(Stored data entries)

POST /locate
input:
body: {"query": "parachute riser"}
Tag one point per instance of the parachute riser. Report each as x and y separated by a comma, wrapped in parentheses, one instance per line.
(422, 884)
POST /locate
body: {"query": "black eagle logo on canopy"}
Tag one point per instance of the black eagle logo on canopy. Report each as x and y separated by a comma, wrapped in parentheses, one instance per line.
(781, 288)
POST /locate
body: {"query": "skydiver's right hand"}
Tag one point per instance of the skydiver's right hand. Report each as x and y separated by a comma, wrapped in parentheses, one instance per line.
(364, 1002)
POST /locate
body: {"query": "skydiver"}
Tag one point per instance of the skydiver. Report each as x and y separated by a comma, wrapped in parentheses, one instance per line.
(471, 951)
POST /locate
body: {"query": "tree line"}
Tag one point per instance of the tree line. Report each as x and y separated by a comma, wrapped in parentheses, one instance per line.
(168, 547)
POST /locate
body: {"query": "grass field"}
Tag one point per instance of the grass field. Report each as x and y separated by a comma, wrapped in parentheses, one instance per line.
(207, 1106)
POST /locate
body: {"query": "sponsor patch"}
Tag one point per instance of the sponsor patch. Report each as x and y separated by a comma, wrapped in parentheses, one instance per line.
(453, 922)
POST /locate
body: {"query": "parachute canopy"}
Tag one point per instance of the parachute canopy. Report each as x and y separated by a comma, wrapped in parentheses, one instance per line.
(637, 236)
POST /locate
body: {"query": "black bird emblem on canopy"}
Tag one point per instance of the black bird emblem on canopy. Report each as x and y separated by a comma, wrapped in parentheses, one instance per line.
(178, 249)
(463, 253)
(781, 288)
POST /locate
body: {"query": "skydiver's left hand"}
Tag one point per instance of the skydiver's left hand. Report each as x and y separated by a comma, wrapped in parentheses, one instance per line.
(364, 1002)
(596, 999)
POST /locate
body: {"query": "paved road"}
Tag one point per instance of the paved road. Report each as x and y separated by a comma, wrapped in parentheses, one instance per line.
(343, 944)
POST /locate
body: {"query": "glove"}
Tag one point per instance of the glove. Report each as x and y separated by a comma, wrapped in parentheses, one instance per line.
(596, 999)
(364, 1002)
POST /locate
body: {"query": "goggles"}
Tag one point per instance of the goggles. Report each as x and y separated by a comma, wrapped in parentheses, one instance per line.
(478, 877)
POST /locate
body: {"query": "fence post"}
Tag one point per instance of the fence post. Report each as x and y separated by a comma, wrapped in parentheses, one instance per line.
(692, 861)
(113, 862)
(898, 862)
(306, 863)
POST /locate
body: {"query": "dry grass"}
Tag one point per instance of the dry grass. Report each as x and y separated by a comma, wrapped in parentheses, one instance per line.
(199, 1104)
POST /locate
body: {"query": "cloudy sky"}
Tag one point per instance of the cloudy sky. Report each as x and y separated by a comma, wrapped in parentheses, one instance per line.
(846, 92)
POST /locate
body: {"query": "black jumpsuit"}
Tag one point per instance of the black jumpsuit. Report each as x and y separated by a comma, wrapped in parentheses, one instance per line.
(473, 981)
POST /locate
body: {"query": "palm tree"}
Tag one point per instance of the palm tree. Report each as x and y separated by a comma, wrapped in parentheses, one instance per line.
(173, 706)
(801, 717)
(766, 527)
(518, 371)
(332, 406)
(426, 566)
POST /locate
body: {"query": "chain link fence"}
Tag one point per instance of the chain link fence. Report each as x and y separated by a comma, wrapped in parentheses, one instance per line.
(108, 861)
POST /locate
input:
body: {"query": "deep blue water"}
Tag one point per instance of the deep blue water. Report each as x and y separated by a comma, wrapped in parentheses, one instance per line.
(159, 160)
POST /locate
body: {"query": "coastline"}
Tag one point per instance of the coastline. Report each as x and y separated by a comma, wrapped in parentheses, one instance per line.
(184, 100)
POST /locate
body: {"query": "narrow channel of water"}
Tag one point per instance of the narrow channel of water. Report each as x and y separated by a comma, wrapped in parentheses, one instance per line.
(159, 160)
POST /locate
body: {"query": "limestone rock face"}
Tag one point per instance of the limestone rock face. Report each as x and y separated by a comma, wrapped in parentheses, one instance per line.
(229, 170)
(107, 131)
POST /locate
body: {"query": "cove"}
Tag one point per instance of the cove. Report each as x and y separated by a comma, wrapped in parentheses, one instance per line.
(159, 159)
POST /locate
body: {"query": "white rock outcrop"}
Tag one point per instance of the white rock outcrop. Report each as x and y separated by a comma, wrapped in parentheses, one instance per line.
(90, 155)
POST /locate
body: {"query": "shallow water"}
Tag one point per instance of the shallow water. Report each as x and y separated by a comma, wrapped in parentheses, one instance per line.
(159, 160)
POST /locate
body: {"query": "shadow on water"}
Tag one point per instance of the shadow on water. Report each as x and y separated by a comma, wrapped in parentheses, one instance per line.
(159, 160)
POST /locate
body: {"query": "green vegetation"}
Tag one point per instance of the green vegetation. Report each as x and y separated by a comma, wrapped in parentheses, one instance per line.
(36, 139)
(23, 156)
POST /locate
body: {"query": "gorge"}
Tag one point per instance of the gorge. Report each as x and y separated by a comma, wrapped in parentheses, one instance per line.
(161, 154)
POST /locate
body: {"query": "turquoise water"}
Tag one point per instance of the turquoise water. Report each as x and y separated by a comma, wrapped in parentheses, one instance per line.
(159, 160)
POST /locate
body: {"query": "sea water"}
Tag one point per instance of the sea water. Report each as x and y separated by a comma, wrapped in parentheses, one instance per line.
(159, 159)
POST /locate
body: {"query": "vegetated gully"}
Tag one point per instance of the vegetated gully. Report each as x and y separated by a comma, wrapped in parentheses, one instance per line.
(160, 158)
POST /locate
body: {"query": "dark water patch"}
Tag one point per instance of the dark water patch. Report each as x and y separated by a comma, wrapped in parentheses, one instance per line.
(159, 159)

Task instructions: Reproduce the listing above line for line, changing nothing.

Answer in full:
POST /locate
input:
body: {"query": "parachute riser"}
Tag one point per instance of the parachute riser. Report each as x and y separated by a comma, wrapped in parentheses, one instance per line.
(422, 884)
POST /locate
body: {"query": "black eagle logo on canopy"}
Tag one point per instance of the black eagle logo on canopy. Report each as x and y separated by a comma, wrapped in parentheses, one instance per line.
(781, 288)
POST /locate
body: {"query": "skydiver's right hand"}
Tag one point per instance of the skydiver's right hand. Report each as x and y separated by a comma, wrapped in parentheses, one instance per line.
(364, 1002)
POST /locate
body: {"query": "skydiver"}
Tag one point per instance of the skydiver. Report each as x and y separated by a comma, wrapped in parentheses, one instance per line.
(471, 951)
POST /locate
body: {"query": "tree line"}
Tag one point per instance of the tree line. Report each as x and y separated by a comma, wrapped in parentheses, one instance per line.
(168, 547)
POST /locate
body: {"query": "grass field"}
Tag one point per instance of the grass field. Report each as x and y separated by a comma, wrapped in parentheses, one instance per line.
(207, 1106)
POST /locate
body: {"query": "sponsor patch"}
Tag one point per instance of the sponsor patch. Report each as x and y separated by a comma, wrapped in parentheses, one instance per line.
(453, 922)
POST /locate
body: {"query": "parachute canopy"}
Tag one point per instance of the parachute canopy. Report each as x and y separated by a comma, wrapped in parentheses, one instance per line.
(637, 236)
POST /locate
body: {"query": "black bird emblem on canopy"}
Tag one point per instance of the black bird emblem on canopy. Report each as x and y separated by a comma, wrapped in parentheses, one instance per line.
(178, 249)
(463, 253)
(781, 288)
POST /locate
body: {"query": "skydiver's left hand"}
Tag one point per instance of the skydiver's left hand. Report each as x and y separated by a comma, wrapped in parentheses, one instance per line.
(364, 1002)
(596, 999)
POST /locate
body: {"query": "paved road"}
Tag one point per instance of the paved road. Report each as x and y separated by a comma, wrapped in parentheses, one instance per line.
(343, 944)
POST /locate
body: {"query": "glove"}
Tag one point per instance of the glove. Report each as x and y separated by a comma, wrapped in parentheses, one instance per line.
(596, 999)
(364, 1002)
POST /locate
body: {"query": "goggles"}
Tag one point per instance of the goggles. Report each as x and y separated by a comma, wrapped in parentheses, one instance per line.
(478, 877)
POST /locate
body: {"query": "fence post"}
Tag one point per instance of the fence post. Report each as x and y separated by a comma, wrapped in parentheses, one instance per line.
(692, 861)
(113, 862)
(898, 862)
(306, 863)
POST /locate
body: {"query": "dry grass"}
Tag one point per instance of the dry grass. Report each as x and y separated by a comma, wrapped in parentheses, one instance per line.
(199, 1104)
POST /locate
body: {"query": "cloudy sky"}
Tag one point per instance of the cloudy sky. Report each as x and y separated by a comma, wrapped in parentheses, one instance per line.
(846, 92)
POST /locate
body: {"query": "black jumpsuit"}
Tag one point per instance of the black jumpsuit. Report each as x and y separated by a comma, wrapped in parentheses, one instance per line.
(473, 981)
POST /locate
body: {"query": "palm tree"}
Tag one point per instance of the palm tree. Report each as x and y separated by a comma, wrapped in parentheses, one instance per line.
(173, 706)
(801, 717)
(766, 527)
(518, 371)
(332, 406)
(426, 566)
POST /locate
body: {"query": "chain link fence"}
Tag one point per instance of the chain link fence. Report each as x and y separated by a comma, wrapped in parentheses, one instance per line.
(108, 861)
POST /locate
input:
body: {"query": "deep blue water"}
Tag one point per instance of the deep blue water. Report each as x and y separated by a comma, wrapped in parentheses, one instance per line.
(159, 160)
POST /locate
body: {"query": "coastline"}
Tag one point per instance of the coastline. Report each as x and y separated by a comma, wrapped in parentheses, one instance per line.
(184, 100)
POST /locate
body: {"query": "narrow channel of water"}
Tag one point per instance of the narrow channel of water. Report each as x and y separated by a comma, wrapped in parentheses, one instance per line.
(159, 160)
POST /locate
body: {"query": "limestone rock face"}
Tag one point per instance of the limestone rock face. Report each as x and y separated by a comma, wrapped in parentheses, one instance per line.
(229, 170)
(107, 131)
POST /locate
body: {"query": "cove"}
Tag one point per instance of the cove. Report each as x and y separated by a comma, wrapped in parentheses, one instance per line.
(159, 159)
POST /locate
body: {"query": "white rock outcrop"}
Tag one point per instance of the white rock outcrop. Report each as x and y separated by a comma, wrapped in parentheses, one instance per line.
(90, 155)
POST /locate
body: {"query": "shallow water"}
Tag one point per instance of the shallow water. Report each as x and y separated by a comma, wrapped in parentheses, one instance per line.
(159, 160)
POST /locate
body: {"query": "shadow on water"}
Tag one point per instance of the shadow on water. Report each as x and y separated by a comma, wrapped in parentheses, one instance per line.
(159, 160)
POST /locate
body: {"query": "green vegetation"}
Tag one point per instance of the green vegetation. Report each as x and y separated by a comma, wrapped in parentheses, one instance per line.
(36, 139)
(23, 156)
POST /locate
body: {"query": "gorge"}
Tag one point per instance of the gorge. Report each as x and y separated by a comma, wrapped in parentheses, one instance per line.
(161, 154)
POST /locate
body: {"query": "turquoise water"}
Tag one point per instance of the turquoise water. Report each as x and y separated by a comma, wrapped in parentheses, one instance per line.
(159, 160)
POST /locate
body: {"query": "sea water"}
Tag one point per instance of the sea water. Report each as x and y separated by a comma, wrapped in parentheses, one instance per line.
(159, 159)
POST /locate
body: {"query": "vegetated gully"}
Tag one point per instance of the vegetated gully. Report each as x and y separated by a comma, wrapped in parentheses, one instance per line.
(160, 158)
POST /locate
body: {"query": "dark water patch"}
Tag one point per instance of the dark water patch. Report each as x and y separated by a comma, wrapped in parentheses, one instance per line.
(159, 159)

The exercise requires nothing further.